▸ Data to process
● ● ● ● ●

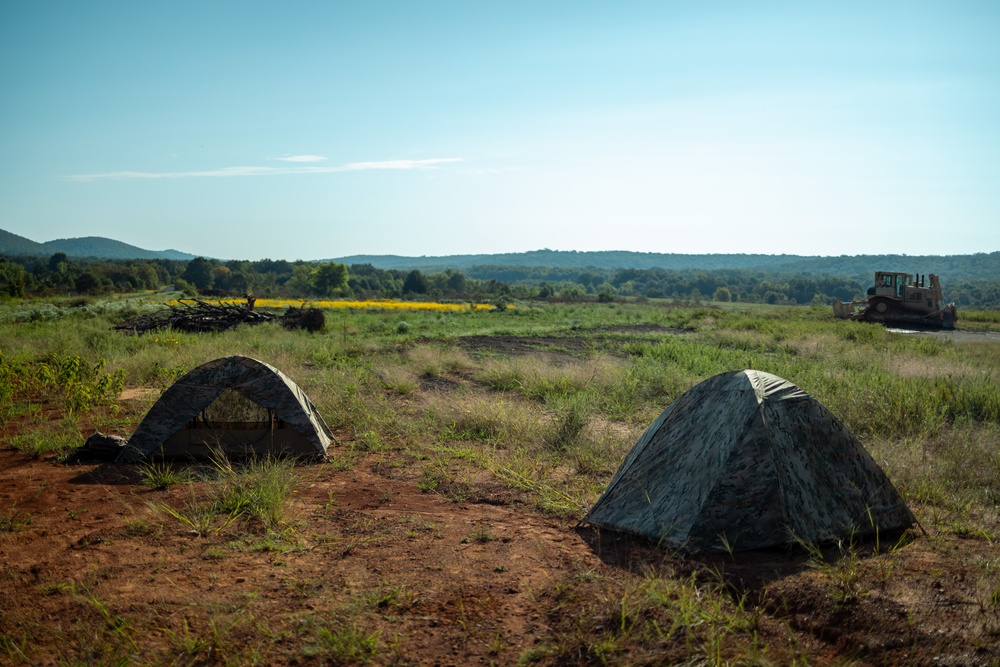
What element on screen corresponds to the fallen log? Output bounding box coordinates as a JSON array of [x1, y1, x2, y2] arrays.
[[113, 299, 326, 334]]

● ● ● ● ●

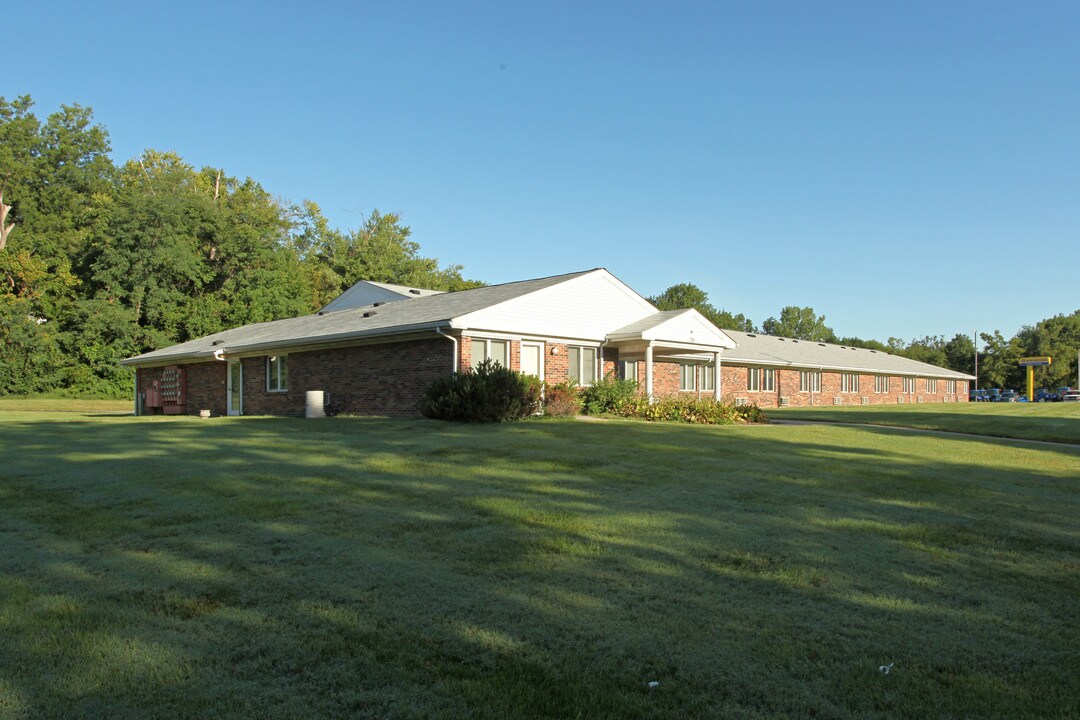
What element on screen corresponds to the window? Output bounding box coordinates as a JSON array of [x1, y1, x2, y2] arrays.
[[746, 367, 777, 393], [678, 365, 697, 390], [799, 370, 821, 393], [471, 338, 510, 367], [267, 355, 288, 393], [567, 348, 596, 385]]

● ● ● ● ●

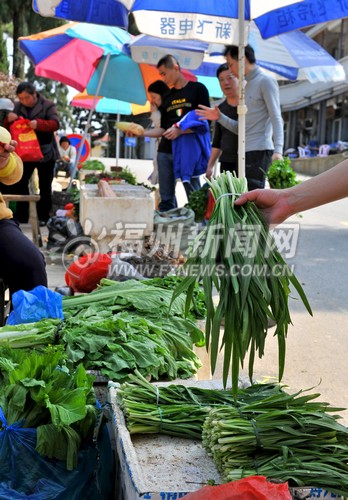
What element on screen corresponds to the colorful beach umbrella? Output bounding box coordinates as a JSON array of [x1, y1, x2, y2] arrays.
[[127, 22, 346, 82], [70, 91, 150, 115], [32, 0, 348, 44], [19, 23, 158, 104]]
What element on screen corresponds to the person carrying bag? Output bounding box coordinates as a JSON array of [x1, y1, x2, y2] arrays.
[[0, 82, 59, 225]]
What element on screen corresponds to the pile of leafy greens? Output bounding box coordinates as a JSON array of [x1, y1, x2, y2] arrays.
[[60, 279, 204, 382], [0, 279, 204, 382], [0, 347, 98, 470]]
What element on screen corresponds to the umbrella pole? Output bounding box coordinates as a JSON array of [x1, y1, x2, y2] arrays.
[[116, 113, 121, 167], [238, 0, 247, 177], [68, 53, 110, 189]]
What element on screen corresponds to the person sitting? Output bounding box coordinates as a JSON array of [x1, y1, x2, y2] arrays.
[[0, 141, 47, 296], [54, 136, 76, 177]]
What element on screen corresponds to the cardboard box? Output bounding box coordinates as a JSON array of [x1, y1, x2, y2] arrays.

● ● ● ● ●

▸ Task instructions
Could you write out the lines between the one holding "What element on screen corresponds to the fallen" and the one holding "[[113, 299, 326, 334]]", inclusive, with the request left as it is and every bounding box coordinate in the answer multiplied by 1.95 and rounded to a whole number, halves up? Give only those lines.

▸ Answer to the problem
What element on screen corresponds to the fallen log? Output bounding box coordinates as a JSON array of [x1, y1, x2, y2] arrays.
[[220, 583, 636, 651]]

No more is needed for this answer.